**WHAT IS ASKED:**
1 - Transcribe the reader comment from "Comment on On" to "sleep. My heart.".
2 - Write the next part of the reader comment on the story On the Nature of Wind, picking up after its final sentence.

**PAGE EXCERPT:**
___

Comment on On the Nature of Wind

  1. After a reading intermission, back into this incredible story. Love how you write his ebbing and flowing consciousness. And he’s not worried about it because Corry is there. Shaking in cold, sleeping so deeply you don’t even know it. Corry, with his head on the bunk. (One of these days you’ll just get in it together, and hold each other. Not quite there, yet.)

    “So, this is what it feels like, Scotty thought, but he wasn’t sure what this was or what exactly he was feeling. Only that it was important.” Ah, lad. Yes, yes it is, bonnie lad. And then pressing his head to Corry’s and going back to sleep. My heart.

    And then that conversation with Sean. (“still, he felt it was necessary to let Sean know that he might not actually be real.” That is legit hilarious, and also something he’d absolutely think.)

    What this is is actually a tremendously important conversation about who he is. About wolves—family animals. You are, Scotty. (Gah, that aside about Bozeman. Go ahead and kill me, why don’t you. Since he was there.) “I jumped;” they both did. For the same reasons. And the deep loneliness of it. Except—No one jumped after me. And Corry jumped after you. He did and always will, and wolves are family animals. (I woulda. Yes, you would have. And the realization in him that—he would. Always. After anyone. Because, Scotty, that is who you are.) (I went and read that other story about Sean’s funeral again a few days ago. This conversation really is one of the foundations of his soul. Even if he doesn’t know it yet.)

___

(Rows from a pointing dataset)
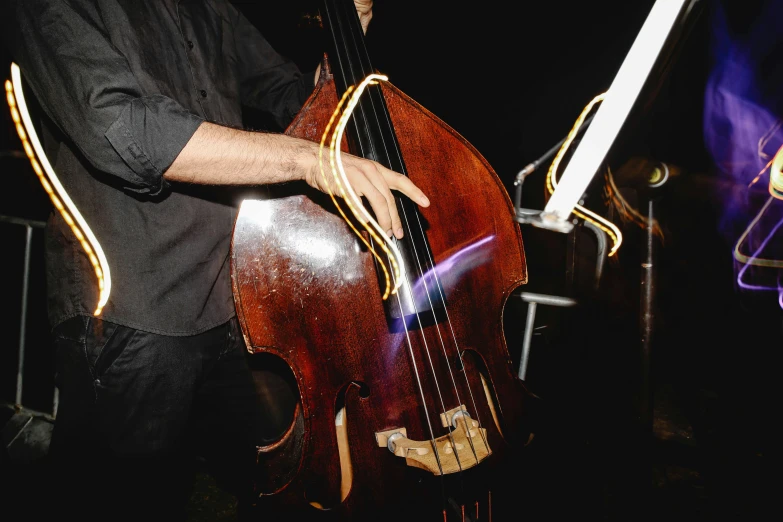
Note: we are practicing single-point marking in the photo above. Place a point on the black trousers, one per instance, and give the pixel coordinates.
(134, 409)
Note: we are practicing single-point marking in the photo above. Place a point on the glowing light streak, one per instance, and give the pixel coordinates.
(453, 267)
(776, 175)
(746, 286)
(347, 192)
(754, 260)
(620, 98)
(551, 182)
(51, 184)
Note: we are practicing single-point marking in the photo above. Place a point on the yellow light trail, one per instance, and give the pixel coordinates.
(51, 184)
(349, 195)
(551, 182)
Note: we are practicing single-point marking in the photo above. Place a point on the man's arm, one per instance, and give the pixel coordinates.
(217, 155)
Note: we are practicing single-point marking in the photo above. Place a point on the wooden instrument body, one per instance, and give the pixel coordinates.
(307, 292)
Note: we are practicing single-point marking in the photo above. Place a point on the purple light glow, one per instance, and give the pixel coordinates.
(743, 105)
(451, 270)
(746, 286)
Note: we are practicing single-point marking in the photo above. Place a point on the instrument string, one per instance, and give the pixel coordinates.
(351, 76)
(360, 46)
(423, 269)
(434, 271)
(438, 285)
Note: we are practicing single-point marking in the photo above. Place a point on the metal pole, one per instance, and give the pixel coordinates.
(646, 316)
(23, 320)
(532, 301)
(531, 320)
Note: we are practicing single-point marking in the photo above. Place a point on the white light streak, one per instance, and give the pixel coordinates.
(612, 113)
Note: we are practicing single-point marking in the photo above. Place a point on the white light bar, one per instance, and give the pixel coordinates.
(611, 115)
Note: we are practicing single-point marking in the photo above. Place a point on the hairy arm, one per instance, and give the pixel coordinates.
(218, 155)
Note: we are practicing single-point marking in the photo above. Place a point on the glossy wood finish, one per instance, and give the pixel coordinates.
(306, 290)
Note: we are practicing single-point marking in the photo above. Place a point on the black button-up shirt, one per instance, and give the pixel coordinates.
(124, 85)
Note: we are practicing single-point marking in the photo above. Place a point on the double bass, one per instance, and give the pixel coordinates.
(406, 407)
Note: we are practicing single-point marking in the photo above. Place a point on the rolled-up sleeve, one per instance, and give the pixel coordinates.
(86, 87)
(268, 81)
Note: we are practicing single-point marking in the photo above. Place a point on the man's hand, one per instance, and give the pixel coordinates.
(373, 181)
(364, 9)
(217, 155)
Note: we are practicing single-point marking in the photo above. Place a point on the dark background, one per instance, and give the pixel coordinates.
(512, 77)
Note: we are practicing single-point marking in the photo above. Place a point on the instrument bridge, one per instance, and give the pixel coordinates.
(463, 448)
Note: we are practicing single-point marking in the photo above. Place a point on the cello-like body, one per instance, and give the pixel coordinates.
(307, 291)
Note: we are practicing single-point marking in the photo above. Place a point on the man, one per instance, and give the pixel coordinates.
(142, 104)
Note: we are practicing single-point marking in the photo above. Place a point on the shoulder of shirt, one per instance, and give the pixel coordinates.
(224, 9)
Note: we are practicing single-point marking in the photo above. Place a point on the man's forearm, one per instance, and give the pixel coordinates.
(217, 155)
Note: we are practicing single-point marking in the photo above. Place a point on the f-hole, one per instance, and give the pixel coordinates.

___

**IN RESPONSE:**
1 -
Comment on On the Nature of Wind

  1. After a reading intermission, back into this incredible story. Love how you write his ebbing and flowing consciousness. And he’s not worried about it because Corry is there. Shaking in cold, sleeping so deeply you don’t even know it. Corry, with his head on the bunk. (One of these days you’ll just get in it together, and hold each other. Not quite there, yet.)

    “So, this is what it feels like, Scotty thought, but he wasn’t sure what this was or what exactly he was feeling. Only that it was important.” Ah, lad. Yes, yes it is, bonnie lad. And then pressing his head to Corry’s and going back to sleep. My heart.

2 -
    And the next morning. The ocean that tried to kill them, now gentle and lovely. It’s like that. (Life too, if you’re looking for metaphors, kid.)

    And then we get to have this other life-defining conversation. Second one in a day. And this one sets Corry firmly as who he is. I could have given you the order that killed you. And Scotty—I would have gone either way. “How would I have lived with that?” (I went and read this section from Cor’s POV over in Forty Eight. Shall talk at you about that one later.) There isn’t a way to answer that question. Scotty imagines them reversed (some day you will give orders that kill people, Scotty), and there isn’t a way of answering that question.

    They have both stepped into something new, something neither of them can quite define. Which is why, when Scotty says he is sorry, Corry can say firmly—I’m not. (This is such a foundation for both of their souls. In spinning AUs about how they would both be without this, it’s really is difficult to imagine. Less themselves. More changeable. Less rooted in this certainty that is going to carry them.)

    Then back to plot. (Everyone knew about the guns because of course they did.) The actual madness going on on the Queen Mary. Terrible coffee. (I am always going to laugh at any version of Scotty being distant horrified by his drink.) Voting—let’s not fight. Good, that means you’ll be able to say you tried to talk us out of it. Ah, you boys. 😆

    Just a tremendously affecting and important chapter, in the deep quiet of their souls.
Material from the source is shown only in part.